▶ QUESTIONS TO ANSWER:
a - From the article about the nurse's High Court appeal, list each part of the sentence imposed on Miss Fofanah for the fraud.
b - Carry the article about the nurse's High Court appeal forward from its final sentence.

▶ PROVIDED PASSAGE:
• • •

Ed Madden, BL, looks at a recent England and Wales High Court case in which the Court considered the effect of a conviction for fraud on a subsequent Fitness to Practise Panel hearing
In May 2023, the England and Wales High Court delivered its judgment on an appeal by a mental health nurse against a decision of the Fitness to Practise Panel of the Nursing and Midwifery Council to strike her off the register. When the case came on for hearing, the Court was told that in April 2022, the Appellant, Neneh Fofanah, was convicted at Nottingham Crown Court on six counts of fraud. The fraud spanned a period from July 2014 until October 2015 while she was employed by the Cheshire and Wirral Hospital Trust (‘the Trust’). It took the form of ‘dishonestly making false representations for gain’.
Five of the six representations were as to fitness for work (the representations being that she was unfit for work). The other representation was as to being on compassionate leave. In short, the prosecution case was that based on those representations Miss Fofanah received payments from the Trust (in respect of sick leave and compassionate leave), while at the same time working as a ‘bank nurse’ in Derby for which she was also paid. She was sentenced to nine months’ imprisonment, suspended for 18 months; together with an unpaid work requirement of 150 hours; and a rehabilitation activity requirement of 15 days. Miss Fofanah contended that the conviction was a miscarriage of justice and that she was not guilty of fraud.

• • •

▶ DATASET EXCERPTS:

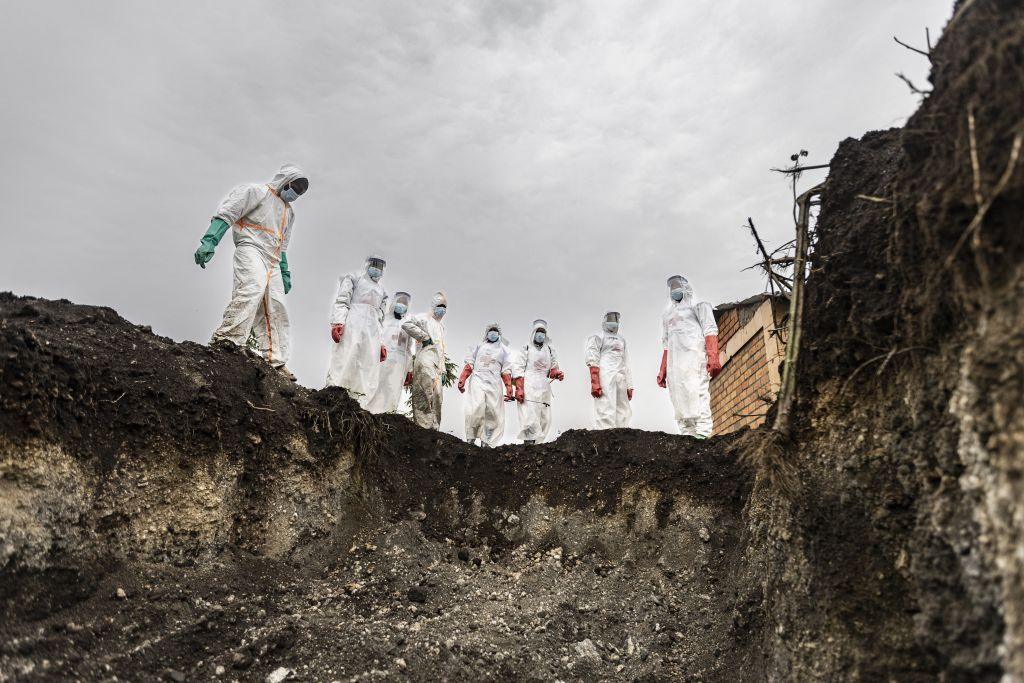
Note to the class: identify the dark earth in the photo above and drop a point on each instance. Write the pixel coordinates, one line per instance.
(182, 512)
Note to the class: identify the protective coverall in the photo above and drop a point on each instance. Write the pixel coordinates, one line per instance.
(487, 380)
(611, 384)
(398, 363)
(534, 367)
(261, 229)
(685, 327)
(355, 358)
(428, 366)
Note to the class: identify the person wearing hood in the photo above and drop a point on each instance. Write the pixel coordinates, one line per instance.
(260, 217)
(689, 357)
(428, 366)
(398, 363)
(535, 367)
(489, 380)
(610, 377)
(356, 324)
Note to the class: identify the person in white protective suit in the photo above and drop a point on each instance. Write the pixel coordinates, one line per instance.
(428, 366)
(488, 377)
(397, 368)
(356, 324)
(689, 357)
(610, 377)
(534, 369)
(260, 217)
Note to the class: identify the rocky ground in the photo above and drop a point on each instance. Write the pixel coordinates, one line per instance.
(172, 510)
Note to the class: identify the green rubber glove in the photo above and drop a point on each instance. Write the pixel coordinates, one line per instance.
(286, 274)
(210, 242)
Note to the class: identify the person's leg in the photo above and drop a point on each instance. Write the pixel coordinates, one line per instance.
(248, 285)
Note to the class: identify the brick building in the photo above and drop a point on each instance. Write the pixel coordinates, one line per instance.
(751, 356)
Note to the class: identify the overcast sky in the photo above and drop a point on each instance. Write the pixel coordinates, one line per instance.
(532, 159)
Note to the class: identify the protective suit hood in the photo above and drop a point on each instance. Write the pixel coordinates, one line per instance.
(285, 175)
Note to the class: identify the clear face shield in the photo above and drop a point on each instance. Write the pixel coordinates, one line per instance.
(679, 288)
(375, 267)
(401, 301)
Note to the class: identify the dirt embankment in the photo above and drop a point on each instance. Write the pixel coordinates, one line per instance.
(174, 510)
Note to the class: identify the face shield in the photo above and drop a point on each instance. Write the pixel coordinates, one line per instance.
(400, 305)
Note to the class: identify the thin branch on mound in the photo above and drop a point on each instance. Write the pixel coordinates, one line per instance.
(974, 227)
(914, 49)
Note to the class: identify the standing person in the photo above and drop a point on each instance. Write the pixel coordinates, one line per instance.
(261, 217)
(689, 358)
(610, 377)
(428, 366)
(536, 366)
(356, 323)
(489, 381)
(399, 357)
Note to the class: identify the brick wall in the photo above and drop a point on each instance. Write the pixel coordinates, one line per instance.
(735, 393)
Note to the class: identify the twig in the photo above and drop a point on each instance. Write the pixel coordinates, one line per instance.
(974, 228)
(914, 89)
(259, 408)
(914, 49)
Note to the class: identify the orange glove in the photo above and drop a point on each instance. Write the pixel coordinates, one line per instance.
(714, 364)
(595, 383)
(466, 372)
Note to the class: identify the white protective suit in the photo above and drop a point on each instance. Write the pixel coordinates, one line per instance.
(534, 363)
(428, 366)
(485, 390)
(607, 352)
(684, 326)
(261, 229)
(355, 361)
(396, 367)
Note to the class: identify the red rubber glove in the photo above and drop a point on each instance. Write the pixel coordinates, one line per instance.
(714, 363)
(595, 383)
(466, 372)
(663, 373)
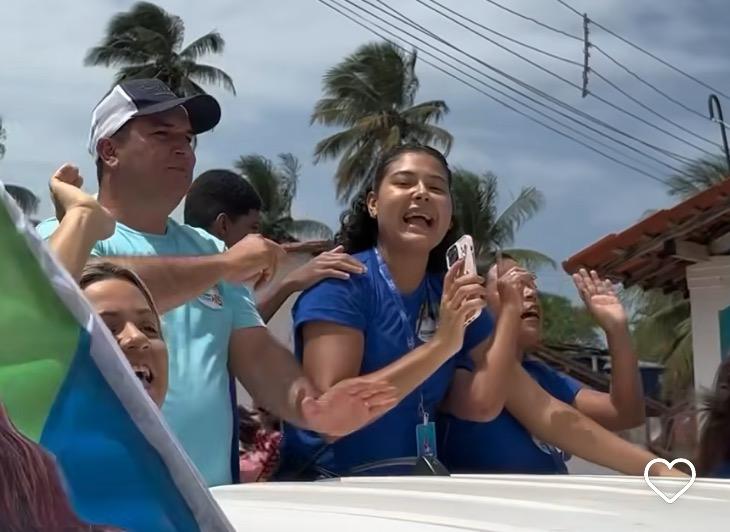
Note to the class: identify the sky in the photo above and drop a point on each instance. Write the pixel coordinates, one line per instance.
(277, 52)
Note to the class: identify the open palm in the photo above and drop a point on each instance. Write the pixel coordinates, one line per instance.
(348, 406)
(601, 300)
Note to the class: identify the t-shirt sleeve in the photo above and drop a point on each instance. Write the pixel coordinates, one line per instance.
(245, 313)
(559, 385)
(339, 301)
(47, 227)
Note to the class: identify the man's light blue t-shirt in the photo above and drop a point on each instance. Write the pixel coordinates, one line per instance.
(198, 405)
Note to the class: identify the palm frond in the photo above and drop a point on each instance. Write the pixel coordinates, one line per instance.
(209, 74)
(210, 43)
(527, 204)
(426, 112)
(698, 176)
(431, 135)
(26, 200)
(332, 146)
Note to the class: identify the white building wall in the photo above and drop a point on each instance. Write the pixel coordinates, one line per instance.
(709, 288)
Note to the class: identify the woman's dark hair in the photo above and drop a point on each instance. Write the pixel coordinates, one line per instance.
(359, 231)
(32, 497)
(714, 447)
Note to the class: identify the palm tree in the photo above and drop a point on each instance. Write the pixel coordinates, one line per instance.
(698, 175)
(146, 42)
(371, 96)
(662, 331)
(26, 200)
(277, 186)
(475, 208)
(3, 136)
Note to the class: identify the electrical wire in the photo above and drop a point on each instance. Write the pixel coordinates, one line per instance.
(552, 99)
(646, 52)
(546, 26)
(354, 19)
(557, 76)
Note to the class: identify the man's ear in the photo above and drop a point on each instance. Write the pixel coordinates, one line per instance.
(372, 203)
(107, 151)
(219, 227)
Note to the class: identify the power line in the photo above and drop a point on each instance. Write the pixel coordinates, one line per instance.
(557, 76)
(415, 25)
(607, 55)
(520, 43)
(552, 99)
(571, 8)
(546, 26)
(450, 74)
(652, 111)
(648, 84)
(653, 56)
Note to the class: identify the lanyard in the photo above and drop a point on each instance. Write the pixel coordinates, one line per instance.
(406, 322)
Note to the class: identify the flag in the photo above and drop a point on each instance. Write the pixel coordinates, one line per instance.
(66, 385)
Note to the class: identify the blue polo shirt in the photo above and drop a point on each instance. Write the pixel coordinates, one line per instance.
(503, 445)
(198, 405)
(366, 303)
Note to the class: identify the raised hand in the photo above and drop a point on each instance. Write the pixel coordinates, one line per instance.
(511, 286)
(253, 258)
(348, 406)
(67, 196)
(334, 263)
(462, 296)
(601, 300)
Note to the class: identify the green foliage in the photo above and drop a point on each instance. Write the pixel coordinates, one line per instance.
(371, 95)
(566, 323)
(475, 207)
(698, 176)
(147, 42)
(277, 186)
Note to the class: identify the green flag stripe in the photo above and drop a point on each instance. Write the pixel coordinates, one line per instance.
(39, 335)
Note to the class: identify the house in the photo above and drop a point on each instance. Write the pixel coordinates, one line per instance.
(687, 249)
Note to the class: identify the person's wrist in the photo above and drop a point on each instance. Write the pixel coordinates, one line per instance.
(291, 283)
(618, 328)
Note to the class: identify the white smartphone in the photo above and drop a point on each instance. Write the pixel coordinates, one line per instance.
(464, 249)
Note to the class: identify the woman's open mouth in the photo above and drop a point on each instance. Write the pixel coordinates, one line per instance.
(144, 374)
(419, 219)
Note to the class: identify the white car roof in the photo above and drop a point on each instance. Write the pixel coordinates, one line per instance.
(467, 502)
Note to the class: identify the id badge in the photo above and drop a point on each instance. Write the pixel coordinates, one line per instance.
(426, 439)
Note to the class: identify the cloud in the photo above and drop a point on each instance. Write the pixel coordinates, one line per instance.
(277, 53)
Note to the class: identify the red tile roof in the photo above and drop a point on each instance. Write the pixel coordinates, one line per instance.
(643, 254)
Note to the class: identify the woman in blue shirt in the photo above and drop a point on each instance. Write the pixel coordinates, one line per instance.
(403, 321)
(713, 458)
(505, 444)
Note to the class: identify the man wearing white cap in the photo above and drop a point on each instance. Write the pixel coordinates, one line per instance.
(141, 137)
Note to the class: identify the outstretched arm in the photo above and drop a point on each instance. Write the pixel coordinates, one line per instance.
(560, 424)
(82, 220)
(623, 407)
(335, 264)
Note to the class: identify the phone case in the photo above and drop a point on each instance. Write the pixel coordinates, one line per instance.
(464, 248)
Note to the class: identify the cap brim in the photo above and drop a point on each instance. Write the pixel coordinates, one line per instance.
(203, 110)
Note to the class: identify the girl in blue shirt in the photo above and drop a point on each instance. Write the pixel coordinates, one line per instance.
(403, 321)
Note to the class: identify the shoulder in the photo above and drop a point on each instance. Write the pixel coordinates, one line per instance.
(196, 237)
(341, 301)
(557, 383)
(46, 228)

• • •

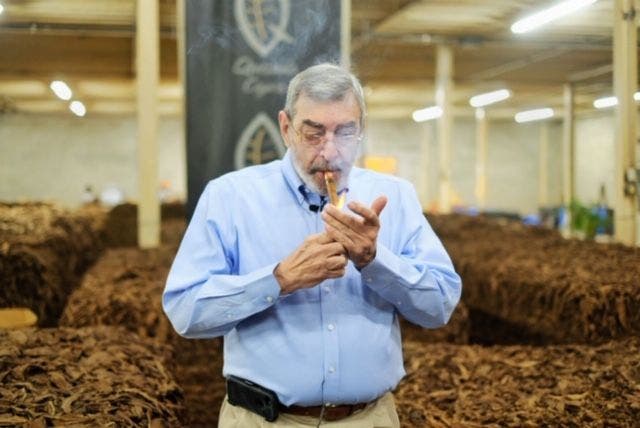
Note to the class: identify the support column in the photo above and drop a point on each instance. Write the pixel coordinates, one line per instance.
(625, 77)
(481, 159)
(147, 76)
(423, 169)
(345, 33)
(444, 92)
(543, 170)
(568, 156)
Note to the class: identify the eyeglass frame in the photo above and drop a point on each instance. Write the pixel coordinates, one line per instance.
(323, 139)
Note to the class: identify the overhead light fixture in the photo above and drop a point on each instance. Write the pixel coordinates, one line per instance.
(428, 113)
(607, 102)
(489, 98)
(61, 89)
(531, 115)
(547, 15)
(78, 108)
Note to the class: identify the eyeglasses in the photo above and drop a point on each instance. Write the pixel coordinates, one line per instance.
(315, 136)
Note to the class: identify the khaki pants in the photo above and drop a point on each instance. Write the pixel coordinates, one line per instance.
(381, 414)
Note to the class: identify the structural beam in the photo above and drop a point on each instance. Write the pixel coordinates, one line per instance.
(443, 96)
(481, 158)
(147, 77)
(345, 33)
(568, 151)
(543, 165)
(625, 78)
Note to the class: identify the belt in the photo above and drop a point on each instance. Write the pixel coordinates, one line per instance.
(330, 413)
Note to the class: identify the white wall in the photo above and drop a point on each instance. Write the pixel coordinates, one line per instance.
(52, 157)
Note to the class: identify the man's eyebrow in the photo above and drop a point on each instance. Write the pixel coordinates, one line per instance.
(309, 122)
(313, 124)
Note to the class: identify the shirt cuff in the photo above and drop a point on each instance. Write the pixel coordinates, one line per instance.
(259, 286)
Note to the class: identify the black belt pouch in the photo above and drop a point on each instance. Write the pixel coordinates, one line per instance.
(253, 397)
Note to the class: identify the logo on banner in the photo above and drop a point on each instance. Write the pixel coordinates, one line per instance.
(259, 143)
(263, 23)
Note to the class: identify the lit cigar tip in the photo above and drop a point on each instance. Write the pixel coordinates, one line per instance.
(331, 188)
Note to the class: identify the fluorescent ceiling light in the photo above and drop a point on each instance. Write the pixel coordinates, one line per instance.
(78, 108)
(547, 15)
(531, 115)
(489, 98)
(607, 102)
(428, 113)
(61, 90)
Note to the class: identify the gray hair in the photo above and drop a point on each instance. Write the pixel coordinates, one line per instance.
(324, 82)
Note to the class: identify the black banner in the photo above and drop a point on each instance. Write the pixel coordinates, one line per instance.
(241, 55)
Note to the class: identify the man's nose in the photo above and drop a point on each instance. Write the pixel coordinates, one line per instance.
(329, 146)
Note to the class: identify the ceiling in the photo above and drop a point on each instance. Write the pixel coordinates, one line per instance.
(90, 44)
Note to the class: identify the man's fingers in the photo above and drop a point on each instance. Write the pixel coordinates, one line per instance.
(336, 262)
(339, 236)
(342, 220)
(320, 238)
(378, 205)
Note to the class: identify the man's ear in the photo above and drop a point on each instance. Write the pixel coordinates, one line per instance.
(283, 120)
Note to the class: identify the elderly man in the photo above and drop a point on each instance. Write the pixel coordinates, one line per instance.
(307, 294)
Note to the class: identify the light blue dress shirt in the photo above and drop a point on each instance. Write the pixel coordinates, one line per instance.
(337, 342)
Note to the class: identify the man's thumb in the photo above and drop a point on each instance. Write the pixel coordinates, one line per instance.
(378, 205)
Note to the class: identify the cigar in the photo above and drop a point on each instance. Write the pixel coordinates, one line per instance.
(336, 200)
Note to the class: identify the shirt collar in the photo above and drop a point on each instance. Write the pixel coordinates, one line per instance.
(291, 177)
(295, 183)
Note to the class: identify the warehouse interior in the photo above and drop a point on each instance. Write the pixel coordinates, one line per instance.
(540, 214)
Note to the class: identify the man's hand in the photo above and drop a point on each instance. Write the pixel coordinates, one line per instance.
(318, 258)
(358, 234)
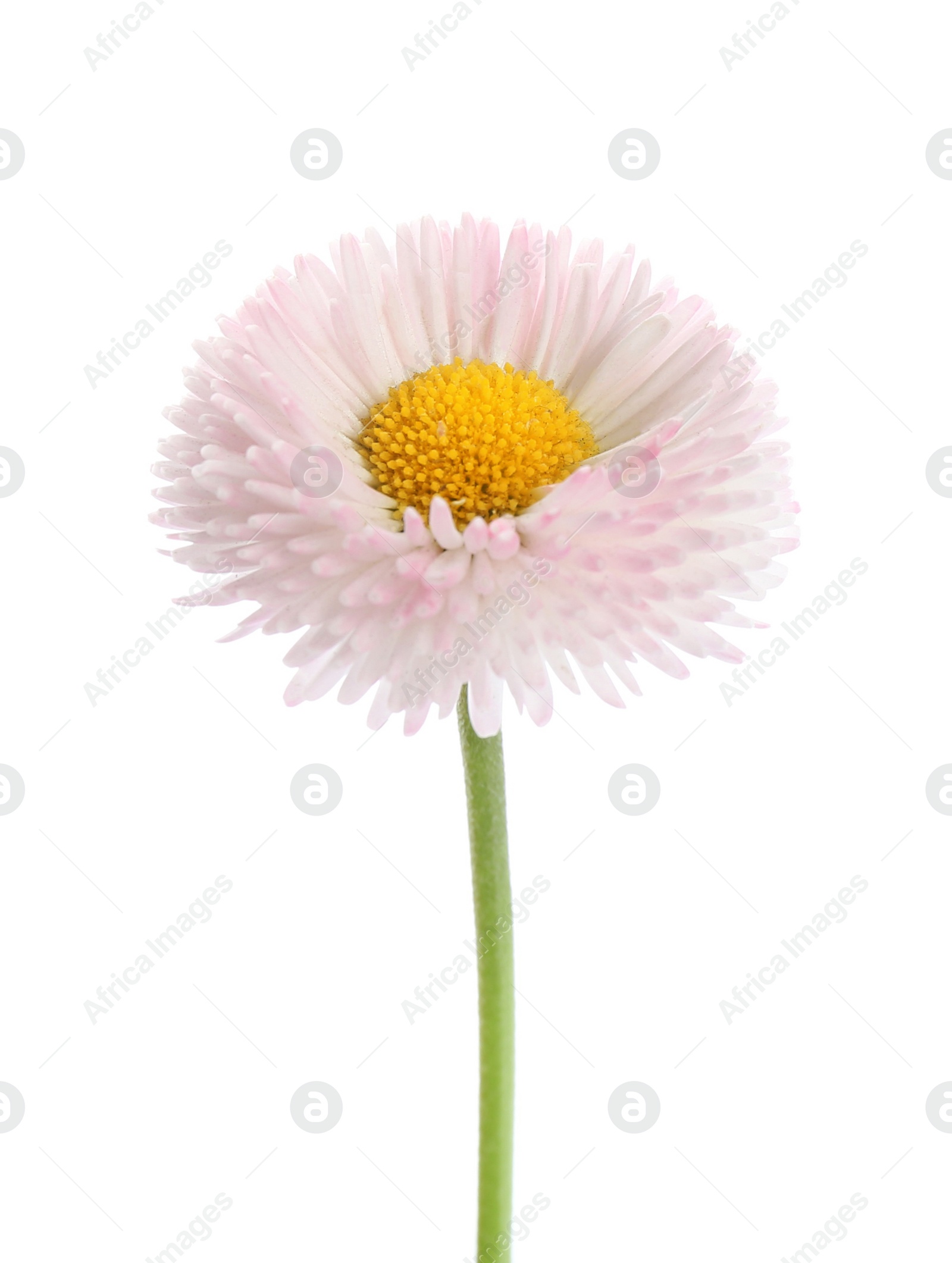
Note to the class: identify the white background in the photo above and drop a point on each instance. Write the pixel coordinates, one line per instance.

• • •

▶ TASK-BY-TASK OUTPUTS:
a -
- Nine months' imprisonment, suspended for 18 months
- An unpaid work requirement of 150 hours
- A rehabilitation activity requirement of 15 days

b -
In essence, her position was that she was not dishonest, that she acted with the knowledge of her employer, and that false allegations were made against her. She claimed that she was genuinely unfit for the Cheshire and Wirral work but that her work as a bank nurse was of a different nature and therapeutic. Her attempts to appeal the criminal conviction failed albeit that at the date of delivery of the High Court judgment, the matter was still under consideration by the Criminal Cases Review Commission (the official independent body that investigates potential miscarriages of justice).
Giving his judgment in the case, Mr Justice Eyre said that an appeal (from a decision of the Fitness to Practise Committee) will be allowed if the decision under appeal was wrong, or if it was flawed as being unjust because of a serious procedural irregularity.
The Appellant’s contention in the present case was that the decision was wrong. In considering the matter, the judge would exercise his own judgment while having regard to the particular expertise of the panel and the breadth of its discretion.
Insofar as relevant, rules 31(2) and (3) of the Fitness to Practise Rules provide as follows: “(2) Where a registrant has been convicted of a criminal offence … (a) a copy of the certificate of conviction, certified by a competent officer of a Court in the United Kingdom … shall be conclusive proof of the conviction; and (b) the findings of fact upon which the conviction is based shall be admissible as proof of those facts. (3) The only evidence which may be adduced by the registrant in rebuttal of a conviction certified … in accordance with paragraph (2)(a) is evidence for the purpose of proving that she is not the person referred to in the certificate.”
One of the grounds of appeal advanced by Miss Fofanah was that because her conviction was being reviewed by the Criminal Cases Review Commission, she should be allowed to return to work pending the outcome of that review. The judge ruled that unless and until the conviction was overturned, the Panel was obliged to proceed on the basis of the conviction.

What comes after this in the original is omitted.